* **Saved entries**

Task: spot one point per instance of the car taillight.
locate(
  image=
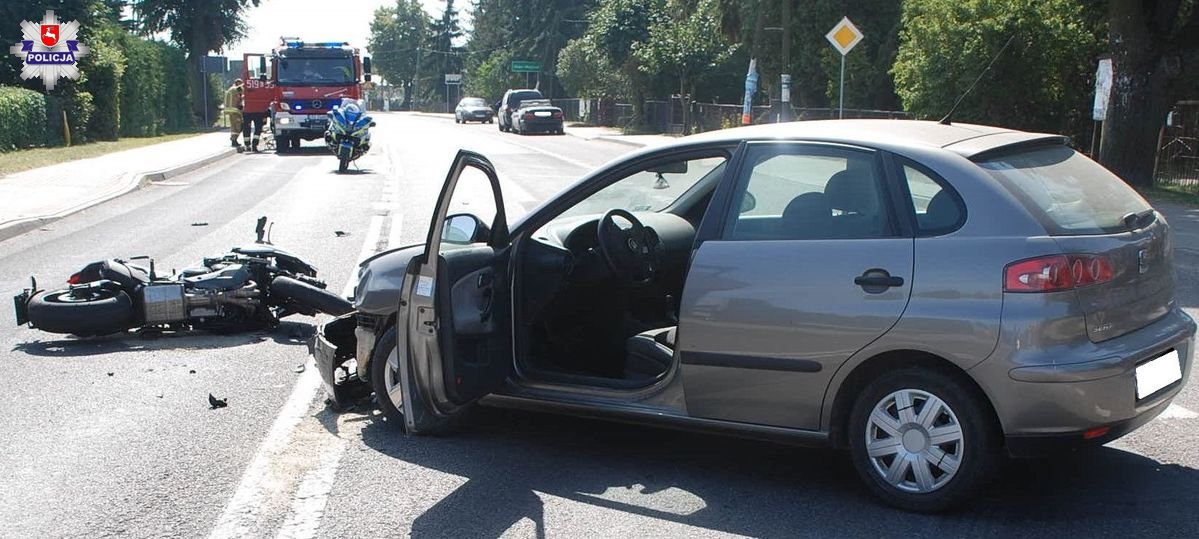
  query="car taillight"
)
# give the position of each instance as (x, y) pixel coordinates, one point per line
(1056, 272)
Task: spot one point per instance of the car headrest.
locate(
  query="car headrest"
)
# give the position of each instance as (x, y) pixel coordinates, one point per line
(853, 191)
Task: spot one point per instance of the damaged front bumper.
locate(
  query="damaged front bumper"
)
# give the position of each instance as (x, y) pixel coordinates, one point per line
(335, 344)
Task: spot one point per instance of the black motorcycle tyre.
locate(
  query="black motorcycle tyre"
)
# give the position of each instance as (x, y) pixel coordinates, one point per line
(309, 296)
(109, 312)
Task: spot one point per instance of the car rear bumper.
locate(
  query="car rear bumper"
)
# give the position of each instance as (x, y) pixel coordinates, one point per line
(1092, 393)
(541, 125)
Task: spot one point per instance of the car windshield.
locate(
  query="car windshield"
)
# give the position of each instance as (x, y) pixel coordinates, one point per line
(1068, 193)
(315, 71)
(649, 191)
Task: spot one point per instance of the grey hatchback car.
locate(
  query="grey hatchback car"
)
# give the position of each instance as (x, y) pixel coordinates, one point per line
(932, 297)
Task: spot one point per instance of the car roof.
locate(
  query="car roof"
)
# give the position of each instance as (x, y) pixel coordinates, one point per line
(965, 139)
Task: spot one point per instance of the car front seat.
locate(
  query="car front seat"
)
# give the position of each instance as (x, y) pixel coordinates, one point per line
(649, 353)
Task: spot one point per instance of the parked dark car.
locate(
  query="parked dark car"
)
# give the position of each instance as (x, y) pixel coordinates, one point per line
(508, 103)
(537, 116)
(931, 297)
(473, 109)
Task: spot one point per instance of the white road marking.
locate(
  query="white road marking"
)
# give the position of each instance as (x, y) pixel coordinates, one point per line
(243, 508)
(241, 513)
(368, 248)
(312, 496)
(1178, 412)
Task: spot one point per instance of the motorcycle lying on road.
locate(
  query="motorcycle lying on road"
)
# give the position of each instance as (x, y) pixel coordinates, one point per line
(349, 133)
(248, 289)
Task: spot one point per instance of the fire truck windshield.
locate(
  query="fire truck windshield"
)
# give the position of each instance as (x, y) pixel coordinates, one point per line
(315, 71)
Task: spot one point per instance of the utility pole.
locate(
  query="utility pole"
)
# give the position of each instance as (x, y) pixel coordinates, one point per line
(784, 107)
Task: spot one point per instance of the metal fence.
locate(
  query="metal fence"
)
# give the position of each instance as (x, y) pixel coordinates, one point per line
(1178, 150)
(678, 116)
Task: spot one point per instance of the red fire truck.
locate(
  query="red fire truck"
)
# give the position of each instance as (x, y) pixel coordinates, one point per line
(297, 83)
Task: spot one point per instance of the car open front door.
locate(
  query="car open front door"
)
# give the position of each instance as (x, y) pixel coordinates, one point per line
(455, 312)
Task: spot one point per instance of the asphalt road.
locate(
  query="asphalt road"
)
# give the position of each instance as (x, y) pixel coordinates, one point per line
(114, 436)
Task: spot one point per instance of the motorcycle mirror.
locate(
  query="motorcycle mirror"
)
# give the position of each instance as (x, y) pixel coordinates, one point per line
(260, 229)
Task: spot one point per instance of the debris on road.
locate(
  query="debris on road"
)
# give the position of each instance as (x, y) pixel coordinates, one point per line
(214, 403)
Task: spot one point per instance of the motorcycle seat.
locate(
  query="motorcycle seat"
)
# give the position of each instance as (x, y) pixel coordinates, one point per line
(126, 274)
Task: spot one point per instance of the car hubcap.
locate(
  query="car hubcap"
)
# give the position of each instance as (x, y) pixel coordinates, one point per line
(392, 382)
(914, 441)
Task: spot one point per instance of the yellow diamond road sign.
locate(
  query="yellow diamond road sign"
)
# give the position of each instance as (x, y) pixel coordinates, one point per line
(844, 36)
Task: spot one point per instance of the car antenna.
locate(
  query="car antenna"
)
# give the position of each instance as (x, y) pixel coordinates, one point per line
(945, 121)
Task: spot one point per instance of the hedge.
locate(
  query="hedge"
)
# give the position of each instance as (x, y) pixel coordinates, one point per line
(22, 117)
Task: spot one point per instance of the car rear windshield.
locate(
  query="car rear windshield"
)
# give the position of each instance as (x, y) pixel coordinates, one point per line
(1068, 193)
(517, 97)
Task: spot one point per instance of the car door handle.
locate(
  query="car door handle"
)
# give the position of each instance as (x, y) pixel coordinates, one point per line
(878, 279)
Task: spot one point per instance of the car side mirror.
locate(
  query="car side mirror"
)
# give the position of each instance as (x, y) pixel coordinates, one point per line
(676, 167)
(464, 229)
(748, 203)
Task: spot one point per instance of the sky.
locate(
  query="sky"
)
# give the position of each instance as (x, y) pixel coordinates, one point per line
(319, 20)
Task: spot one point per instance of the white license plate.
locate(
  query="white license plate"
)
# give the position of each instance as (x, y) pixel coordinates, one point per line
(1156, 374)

* **PROBLEM STATEMENT**
In the records above, find each line with the word "side" and copy it out.

* **OUTPUT FOR THIS EXERCISE**
Task: spot one point per instance of the car side mirror.
  query="car side mirror"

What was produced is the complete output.